Task requirements:
Reproduce the lines below verbatim, starting with the first line and ending with the line that contains "positive clicks: (358, 337)", including that line.
........
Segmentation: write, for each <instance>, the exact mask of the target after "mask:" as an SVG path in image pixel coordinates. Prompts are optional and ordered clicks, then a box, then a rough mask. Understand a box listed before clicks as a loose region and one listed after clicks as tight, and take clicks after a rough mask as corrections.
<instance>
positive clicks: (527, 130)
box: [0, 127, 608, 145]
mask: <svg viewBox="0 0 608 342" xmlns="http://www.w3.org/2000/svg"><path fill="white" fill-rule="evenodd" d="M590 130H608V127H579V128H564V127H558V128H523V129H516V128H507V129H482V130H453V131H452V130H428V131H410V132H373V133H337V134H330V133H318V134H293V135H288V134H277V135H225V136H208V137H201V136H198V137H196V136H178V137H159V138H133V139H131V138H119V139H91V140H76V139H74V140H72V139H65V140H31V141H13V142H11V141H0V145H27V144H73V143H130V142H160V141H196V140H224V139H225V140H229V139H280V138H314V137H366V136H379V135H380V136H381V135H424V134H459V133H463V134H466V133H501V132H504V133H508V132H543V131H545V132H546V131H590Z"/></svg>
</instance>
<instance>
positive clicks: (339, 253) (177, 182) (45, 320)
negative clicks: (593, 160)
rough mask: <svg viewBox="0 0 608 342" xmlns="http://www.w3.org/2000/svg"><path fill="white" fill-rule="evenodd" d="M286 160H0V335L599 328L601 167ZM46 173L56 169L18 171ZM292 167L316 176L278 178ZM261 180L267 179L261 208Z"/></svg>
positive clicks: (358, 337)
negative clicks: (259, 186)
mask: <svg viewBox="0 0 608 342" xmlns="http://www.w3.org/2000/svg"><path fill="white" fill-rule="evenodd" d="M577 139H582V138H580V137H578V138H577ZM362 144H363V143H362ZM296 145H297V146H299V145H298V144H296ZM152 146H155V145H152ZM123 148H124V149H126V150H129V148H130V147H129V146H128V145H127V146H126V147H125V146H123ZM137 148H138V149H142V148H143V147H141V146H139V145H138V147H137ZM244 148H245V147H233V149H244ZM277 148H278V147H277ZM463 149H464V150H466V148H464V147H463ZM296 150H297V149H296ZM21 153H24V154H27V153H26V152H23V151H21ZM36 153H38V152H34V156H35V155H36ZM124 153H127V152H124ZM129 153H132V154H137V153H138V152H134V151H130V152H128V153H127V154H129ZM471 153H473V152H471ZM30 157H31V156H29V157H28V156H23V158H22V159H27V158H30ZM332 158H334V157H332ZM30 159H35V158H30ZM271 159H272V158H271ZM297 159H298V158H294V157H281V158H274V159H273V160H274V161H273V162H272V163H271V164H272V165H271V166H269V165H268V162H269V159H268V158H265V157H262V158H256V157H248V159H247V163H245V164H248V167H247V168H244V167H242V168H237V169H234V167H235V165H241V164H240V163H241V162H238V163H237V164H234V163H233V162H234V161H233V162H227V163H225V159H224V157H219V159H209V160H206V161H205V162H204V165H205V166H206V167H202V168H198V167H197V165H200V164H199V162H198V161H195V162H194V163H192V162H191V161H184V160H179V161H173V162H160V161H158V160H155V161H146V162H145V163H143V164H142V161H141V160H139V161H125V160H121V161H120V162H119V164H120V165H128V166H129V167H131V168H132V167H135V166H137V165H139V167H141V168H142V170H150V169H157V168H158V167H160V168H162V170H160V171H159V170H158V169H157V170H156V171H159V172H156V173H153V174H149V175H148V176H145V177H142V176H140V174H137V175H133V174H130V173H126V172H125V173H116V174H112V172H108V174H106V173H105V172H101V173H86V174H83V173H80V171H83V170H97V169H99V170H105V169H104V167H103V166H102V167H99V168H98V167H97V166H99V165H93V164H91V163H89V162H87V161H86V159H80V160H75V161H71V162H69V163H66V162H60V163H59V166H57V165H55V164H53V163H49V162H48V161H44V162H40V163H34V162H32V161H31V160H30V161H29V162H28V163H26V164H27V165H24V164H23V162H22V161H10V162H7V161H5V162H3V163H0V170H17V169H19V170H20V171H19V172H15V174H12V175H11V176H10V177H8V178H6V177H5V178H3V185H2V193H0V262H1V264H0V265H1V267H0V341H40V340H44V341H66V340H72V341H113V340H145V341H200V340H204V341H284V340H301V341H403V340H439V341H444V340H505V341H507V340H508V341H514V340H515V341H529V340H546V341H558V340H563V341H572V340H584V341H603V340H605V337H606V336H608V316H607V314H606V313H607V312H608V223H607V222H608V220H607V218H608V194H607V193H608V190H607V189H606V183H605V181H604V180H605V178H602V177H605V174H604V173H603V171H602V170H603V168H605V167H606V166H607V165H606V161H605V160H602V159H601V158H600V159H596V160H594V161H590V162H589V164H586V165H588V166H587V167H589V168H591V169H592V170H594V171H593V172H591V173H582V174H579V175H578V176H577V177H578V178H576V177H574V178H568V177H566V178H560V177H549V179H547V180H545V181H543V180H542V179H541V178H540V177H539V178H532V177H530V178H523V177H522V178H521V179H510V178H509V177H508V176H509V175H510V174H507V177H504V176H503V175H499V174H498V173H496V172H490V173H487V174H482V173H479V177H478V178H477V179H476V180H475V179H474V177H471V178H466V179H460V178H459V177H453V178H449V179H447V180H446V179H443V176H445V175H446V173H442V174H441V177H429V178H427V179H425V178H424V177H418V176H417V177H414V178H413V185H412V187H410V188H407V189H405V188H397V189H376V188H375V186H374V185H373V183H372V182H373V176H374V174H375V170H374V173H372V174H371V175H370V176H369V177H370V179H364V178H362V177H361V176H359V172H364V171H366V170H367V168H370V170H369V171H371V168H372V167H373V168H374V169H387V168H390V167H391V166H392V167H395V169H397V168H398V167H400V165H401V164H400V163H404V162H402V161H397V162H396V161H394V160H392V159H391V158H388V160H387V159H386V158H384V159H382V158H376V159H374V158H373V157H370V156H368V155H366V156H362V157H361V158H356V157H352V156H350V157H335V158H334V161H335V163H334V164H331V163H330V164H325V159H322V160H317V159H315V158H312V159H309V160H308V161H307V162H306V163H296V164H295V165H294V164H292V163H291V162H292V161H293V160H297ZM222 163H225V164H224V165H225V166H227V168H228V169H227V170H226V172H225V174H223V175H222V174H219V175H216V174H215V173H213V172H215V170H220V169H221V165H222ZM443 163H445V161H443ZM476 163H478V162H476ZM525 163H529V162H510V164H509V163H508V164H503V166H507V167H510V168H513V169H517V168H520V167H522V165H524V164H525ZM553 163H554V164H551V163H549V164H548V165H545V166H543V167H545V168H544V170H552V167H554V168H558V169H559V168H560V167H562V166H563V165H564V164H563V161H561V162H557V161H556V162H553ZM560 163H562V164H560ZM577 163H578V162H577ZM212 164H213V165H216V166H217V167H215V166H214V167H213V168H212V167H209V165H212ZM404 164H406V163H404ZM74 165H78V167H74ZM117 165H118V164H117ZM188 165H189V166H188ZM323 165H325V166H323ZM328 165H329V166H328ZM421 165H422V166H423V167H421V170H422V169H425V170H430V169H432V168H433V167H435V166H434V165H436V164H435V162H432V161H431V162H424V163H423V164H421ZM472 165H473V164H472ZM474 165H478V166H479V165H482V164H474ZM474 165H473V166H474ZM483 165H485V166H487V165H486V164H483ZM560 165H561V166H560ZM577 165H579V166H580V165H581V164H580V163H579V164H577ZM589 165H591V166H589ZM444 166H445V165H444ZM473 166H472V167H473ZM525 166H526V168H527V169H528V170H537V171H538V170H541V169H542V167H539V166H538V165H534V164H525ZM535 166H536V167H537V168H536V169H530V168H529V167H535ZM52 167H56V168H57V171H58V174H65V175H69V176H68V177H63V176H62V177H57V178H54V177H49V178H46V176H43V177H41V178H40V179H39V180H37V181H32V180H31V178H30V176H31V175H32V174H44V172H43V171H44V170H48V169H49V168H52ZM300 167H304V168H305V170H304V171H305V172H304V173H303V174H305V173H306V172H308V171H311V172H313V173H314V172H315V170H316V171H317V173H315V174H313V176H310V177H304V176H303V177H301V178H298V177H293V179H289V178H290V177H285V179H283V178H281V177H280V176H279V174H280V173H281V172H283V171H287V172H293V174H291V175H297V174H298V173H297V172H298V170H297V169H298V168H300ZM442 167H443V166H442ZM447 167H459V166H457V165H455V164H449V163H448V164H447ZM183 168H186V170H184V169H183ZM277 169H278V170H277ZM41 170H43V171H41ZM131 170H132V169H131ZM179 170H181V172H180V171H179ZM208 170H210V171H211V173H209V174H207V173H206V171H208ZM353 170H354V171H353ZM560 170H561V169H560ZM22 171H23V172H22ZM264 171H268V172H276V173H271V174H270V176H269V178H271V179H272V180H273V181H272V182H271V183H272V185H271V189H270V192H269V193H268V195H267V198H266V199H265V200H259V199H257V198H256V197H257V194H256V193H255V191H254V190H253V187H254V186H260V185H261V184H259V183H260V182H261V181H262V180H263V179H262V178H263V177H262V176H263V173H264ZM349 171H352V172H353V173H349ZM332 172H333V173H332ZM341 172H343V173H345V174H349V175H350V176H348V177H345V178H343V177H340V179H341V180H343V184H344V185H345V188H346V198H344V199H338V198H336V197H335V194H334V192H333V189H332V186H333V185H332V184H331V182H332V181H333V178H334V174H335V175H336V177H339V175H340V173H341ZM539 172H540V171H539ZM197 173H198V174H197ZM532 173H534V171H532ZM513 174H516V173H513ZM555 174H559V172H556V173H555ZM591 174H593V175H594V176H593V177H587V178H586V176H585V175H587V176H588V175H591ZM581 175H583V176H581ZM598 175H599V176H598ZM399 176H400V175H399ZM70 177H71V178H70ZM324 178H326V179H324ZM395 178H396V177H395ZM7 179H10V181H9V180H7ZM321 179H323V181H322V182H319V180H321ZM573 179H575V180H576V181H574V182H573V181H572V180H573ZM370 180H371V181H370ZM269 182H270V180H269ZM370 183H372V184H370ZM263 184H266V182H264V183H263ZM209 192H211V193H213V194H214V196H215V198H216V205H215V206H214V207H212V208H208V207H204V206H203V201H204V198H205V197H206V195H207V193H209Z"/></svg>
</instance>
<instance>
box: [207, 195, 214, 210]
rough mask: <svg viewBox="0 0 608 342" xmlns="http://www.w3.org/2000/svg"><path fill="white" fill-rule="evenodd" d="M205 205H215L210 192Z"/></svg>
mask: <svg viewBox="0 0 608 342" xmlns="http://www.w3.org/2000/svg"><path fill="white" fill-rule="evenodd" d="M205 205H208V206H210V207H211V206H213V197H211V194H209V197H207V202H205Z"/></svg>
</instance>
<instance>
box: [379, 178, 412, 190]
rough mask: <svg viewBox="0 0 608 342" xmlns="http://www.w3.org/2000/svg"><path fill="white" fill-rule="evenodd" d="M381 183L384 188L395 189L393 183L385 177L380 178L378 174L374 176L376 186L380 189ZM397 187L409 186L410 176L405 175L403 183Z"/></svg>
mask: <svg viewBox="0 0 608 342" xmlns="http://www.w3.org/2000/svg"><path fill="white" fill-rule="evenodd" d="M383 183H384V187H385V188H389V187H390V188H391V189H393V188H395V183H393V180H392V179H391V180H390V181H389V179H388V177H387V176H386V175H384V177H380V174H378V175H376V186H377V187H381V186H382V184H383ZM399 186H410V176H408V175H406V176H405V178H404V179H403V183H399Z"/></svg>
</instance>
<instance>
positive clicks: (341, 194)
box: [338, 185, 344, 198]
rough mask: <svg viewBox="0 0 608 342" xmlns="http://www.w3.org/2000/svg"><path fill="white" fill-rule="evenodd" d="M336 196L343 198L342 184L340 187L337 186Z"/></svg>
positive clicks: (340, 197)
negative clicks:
........
Solution:
Segmentation: write, for each <instance>, the exact mask of the target after "mask:" as an SVG path in image pixel coordinates. Prompts are optional and ordered clicks, then a box, then a rough mask. Understand a box listed before clicks as a loose region and one listed after clicks as tight, and take clicks after a rough mask as corrections.
<instance>
positive clicks: (527, 130)
box: [0, 127, 608, 145]
mask: <svg viewBox="0 0 608 342" xmlns="http://www.w3.org/2000/svg"><path fill="white" fill-rule="evenodd" d="M590 130H608V127H579V128H564V127H558V128H523V129H516V128H507V129H482V130H453V131H452V130H428V131H410V132H373V133H337V134H330V133H318V134H293V135H288V134H277V135H225V136H208V137H201V136H198V137H196V136H178V137H159V138H133V139H131V138H119V139H91V140H76V139H74V140H72V139H65V140H31V141H13V142H11V141H0V145H27V144H73V143H130V142H160V141H196V140H224V139H225V140H229V139H280V138H314V137H366V136H379V135H380V136H381V135H424V134H459V133H463V134H466V133H501V132H504V133H508V132H543V131H545V132H546V131H590Z"/></svg>
</instance>
<instance>
positive clicks: (339, 253) (177, 182) (45, 320)
negative clicks: (593, 160)
rough mask: <svg viewBox="0 0 608 342" xmlns="http://www.w3.org/2000/svg"><path fill="white" fill-rule="evenodd" d="M286 160H0V335L599 328L601 167ZM46 173L56 169L18 171ZM292 167L316 176L278 178ZM261 180L267 179L261 208Z"/></svg>
positive clicks: (358, 337)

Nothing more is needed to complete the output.